## Selected extract:
◇ ◇ ◇ ◇
Multitasking. It is something that a lot of people have prided themselves on for a long time. Including me. But here’s what most people don’t know. It’s a trap. Trying to do 2 things at once. Or 14. Research would say that multitasking is one of the worst things you can do for your productivity. It ruins your output and can make your work similar to that of a child.

With the smart phone and all of its tempting abilities, and the access that technology provides, it’s become nearly impossible not to try and multitask. The sirens call to us beckoning us to work on many things at once.  But you must fight it. With everything you have. Focus is the key to getting things done.

Even the term multitasking is actually a misnomer. You actually can’t do more than one thing at a time. It’s not physically possible in reality. What we are actually doing is switching tasks. So the term that is used in the research is “task switching.”

10 results of multitasking/task switching

  1. Lower productivity by up to 40%
  2. Slower completion of the task
  3. More errors in the task
  4. The brain operates less efficiently
  5. The brain can become overloaded
  6. More stress
  7. Less overall energy
  8. Lower your IQ
  9. Less fulfillment from a job well done
  10. Can even damage your brain!

Travis Bradberry shares some sobering wisdom in a Forbes article. He writes: “A study at the University of London found that participants who multitasked during cognitive tasks experienced IQ score declines that were similar to what they’d expect if they had smoked marijuana or stayed up all night … in the average range of an 8-year-old child! So the next time you’re writing your boss an email during a meeting, remember that your cognitive capacity is being diminished to the point that you might as well let an 8-year-old write it for you.”
◇ ◇ ◇ ◇
## Task 1:
In the multitasking article, what term does the research use for what people are actually doing when they multitask?
## Task 2:
Repeat the part of the multitasking article that begins at the words "1. Lower productivity" and stops after the words "damage your brain!".
◇ ◇ ◇ ◇
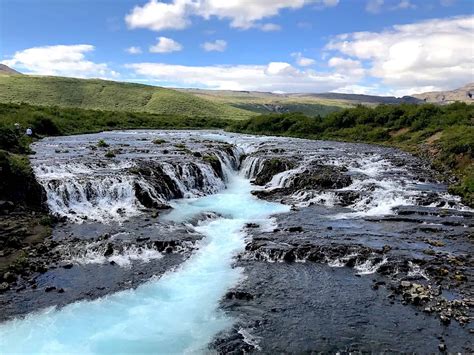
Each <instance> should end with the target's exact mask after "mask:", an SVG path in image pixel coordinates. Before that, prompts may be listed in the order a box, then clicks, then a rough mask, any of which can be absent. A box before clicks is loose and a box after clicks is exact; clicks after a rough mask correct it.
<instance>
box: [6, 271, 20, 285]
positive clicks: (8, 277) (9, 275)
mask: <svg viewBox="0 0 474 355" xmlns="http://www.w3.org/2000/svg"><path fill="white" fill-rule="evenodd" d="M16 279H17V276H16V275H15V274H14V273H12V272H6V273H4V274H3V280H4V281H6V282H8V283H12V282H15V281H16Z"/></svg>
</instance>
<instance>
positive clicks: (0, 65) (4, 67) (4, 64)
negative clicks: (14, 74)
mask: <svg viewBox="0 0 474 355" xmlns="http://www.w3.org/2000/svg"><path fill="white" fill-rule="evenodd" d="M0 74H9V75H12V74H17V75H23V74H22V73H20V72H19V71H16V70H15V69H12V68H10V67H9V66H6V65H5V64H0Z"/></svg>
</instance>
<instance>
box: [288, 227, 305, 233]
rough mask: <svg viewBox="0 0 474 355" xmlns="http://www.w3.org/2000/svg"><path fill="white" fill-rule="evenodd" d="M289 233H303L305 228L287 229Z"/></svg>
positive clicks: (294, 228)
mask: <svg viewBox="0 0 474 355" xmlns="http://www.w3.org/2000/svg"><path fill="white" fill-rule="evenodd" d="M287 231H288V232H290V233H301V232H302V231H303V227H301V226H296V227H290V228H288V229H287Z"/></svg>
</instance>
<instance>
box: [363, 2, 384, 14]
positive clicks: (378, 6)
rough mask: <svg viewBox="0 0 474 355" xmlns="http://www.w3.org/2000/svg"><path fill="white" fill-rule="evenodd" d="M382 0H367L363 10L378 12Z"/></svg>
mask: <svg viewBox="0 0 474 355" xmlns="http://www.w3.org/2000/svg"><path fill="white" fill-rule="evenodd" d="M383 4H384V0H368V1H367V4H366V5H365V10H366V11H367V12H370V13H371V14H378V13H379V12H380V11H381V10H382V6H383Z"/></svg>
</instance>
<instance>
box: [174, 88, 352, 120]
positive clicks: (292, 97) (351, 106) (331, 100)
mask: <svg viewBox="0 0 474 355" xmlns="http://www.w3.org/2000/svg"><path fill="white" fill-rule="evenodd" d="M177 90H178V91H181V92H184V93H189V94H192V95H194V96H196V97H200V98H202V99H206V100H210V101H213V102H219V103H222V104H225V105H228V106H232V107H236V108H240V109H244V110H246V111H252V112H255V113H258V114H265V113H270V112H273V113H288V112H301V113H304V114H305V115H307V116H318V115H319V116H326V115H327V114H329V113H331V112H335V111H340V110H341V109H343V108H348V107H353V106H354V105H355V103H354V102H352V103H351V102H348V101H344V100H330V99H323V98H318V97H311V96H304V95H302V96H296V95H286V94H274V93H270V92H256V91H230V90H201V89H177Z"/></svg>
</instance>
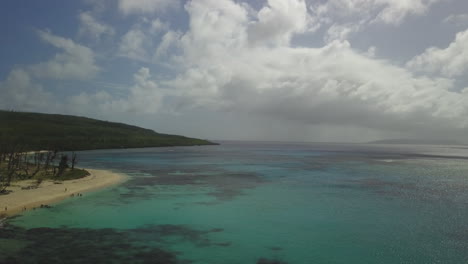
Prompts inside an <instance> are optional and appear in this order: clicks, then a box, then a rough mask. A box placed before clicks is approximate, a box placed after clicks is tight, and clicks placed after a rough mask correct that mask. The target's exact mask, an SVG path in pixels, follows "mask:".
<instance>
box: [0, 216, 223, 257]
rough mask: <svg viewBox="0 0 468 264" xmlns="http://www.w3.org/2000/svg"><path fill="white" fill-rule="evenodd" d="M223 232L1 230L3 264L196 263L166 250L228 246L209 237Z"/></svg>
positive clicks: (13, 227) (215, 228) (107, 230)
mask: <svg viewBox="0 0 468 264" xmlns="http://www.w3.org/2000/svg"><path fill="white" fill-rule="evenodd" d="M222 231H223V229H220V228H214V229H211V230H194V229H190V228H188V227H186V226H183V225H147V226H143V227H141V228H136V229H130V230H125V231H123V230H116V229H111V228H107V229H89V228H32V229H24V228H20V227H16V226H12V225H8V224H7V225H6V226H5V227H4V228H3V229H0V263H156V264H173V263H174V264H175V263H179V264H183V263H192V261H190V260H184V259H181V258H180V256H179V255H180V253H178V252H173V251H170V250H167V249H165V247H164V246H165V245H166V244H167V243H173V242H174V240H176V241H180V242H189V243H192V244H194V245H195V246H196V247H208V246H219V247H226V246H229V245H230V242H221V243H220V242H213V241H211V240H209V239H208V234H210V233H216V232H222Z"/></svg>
◇ ◇ ◇ ◇
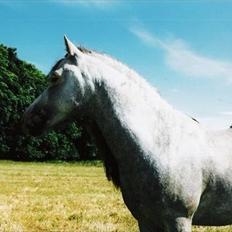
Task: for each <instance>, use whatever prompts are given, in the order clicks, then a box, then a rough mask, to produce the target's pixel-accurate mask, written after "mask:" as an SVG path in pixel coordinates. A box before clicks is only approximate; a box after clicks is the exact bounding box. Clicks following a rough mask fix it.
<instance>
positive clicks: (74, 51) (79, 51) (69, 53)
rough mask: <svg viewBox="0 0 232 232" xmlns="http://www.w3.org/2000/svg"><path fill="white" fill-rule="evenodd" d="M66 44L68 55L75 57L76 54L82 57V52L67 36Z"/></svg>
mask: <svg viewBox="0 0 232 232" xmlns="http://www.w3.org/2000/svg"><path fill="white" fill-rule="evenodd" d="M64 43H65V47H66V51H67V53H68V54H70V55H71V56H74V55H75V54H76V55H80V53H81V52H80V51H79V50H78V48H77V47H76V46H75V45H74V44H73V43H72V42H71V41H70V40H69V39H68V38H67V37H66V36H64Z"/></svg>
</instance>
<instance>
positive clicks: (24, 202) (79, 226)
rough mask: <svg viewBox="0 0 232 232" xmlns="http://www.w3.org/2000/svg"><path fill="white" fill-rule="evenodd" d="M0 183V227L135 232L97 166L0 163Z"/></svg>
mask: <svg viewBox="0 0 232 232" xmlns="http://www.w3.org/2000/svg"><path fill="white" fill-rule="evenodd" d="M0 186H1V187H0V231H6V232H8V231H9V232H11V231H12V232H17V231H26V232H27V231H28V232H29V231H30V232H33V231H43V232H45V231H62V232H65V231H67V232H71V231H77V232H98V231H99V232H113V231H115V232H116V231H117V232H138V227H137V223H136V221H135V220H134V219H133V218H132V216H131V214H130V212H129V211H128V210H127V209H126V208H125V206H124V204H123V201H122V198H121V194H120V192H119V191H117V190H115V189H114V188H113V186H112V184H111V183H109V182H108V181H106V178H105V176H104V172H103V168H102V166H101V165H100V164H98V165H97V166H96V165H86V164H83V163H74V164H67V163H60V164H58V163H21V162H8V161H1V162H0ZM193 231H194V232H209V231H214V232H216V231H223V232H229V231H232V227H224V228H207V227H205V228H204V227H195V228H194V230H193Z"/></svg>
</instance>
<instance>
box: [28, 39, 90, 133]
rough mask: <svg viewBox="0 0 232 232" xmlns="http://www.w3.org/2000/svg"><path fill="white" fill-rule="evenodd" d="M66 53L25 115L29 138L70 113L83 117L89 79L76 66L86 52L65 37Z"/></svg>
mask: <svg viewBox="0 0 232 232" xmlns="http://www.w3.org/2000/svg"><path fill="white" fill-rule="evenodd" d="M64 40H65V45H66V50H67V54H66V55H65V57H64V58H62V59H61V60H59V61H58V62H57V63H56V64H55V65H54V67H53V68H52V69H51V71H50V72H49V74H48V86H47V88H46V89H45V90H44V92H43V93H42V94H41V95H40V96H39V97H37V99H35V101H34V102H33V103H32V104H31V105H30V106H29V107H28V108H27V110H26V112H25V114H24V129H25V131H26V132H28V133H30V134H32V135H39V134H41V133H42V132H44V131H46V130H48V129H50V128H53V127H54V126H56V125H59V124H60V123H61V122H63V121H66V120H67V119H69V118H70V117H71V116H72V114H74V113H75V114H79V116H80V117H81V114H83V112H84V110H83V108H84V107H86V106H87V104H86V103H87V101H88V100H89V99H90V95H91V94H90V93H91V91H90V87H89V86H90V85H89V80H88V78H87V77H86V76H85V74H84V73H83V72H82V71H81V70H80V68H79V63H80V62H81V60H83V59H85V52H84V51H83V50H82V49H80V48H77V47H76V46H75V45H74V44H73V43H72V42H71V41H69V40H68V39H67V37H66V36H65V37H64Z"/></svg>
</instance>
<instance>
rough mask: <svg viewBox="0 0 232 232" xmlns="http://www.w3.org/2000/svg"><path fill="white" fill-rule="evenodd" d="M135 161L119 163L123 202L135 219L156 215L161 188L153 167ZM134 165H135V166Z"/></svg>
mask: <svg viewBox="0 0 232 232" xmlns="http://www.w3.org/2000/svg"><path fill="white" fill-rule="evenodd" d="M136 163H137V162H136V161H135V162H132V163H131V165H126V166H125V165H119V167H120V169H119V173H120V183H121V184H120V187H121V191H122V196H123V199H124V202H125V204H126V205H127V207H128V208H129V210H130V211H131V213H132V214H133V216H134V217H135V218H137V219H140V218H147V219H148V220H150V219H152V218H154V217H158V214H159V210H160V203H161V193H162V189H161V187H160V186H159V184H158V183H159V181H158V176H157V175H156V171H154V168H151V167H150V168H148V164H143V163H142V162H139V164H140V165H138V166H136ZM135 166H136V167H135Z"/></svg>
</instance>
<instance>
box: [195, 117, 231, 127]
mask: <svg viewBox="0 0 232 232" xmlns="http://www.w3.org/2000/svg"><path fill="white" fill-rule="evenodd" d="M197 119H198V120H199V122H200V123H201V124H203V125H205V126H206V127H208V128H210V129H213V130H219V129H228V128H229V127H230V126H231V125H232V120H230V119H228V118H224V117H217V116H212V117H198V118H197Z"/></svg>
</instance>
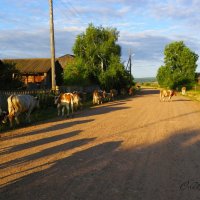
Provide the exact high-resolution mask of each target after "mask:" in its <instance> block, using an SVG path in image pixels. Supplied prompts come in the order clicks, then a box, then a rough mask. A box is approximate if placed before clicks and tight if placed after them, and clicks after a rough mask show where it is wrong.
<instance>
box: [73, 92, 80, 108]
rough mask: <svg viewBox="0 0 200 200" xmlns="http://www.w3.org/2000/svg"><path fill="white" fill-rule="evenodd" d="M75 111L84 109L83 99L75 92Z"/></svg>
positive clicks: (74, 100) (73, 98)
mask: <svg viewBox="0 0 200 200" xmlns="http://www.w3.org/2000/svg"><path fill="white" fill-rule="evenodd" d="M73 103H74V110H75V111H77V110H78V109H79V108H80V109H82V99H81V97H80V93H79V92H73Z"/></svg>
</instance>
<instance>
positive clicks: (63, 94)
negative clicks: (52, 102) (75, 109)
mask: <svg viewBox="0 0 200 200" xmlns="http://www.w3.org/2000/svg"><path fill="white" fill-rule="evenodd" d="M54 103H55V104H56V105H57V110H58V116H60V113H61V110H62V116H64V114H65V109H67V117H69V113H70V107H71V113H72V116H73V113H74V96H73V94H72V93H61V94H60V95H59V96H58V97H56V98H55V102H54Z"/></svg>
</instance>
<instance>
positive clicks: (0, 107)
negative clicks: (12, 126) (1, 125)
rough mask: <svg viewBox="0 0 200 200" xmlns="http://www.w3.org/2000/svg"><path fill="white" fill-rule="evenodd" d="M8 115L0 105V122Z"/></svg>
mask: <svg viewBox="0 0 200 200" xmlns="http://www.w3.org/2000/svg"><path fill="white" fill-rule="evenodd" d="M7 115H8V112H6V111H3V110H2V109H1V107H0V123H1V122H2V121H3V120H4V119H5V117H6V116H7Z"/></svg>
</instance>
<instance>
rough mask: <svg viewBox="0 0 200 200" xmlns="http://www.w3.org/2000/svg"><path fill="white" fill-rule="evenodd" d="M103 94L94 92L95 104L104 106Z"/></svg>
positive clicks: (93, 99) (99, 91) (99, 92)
◇ ◇ ◇ ◇
## Problem solution 1:
Task switching.

## Problem solution 2:
1. Lower productivity by up to 40%
  2. Slower completion of the task
  3. More errors in the task
  4. The brain operates less efficiently
  5. The brain can become overloaded
  6. More stress
  7. Less overall energy
  8. Lower your IQ
  9. Less fulfillment from a job well done
  10. Can even damage your brain!